Excerpts from a pointing dataset:
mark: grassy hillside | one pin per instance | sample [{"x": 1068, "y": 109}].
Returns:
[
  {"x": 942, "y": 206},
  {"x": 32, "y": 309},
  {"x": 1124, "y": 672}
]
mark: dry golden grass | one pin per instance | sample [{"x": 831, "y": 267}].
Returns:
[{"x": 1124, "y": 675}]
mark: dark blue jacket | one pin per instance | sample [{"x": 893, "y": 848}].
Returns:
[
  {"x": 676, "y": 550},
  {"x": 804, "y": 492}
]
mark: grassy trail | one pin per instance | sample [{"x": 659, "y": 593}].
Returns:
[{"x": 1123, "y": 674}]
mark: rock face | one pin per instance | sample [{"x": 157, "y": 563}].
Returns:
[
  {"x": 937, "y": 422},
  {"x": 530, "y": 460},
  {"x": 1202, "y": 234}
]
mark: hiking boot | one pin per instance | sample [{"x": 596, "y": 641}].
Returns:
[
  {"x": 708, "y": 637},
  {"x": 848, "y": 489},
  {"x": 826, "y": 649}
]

## The exercise:
Recast the material above as a numbered list, beginning at the line that has "mark: rock face" and running through its final line, with blank lines omitted.

## Problem solution:
1. mark: rock face | one pin per instance | sample [{"x": 157, "y": 563}].
2. Returns:
3. [
4.   {"x": 937, "y": 422},
5.   {"x": 530, "y": 460},
6.   {"x": 1202, "y": 234}
7. ]
8. mark: hiking boot | one pin per instance | sample [{"x": 596, "y": 641}].
9. Returns:
10. [
11.   {"x": 708, "y": 637},
12.   {"x": 848, "y": 489},
13.   {"x": 826, "y": 649}
14. ]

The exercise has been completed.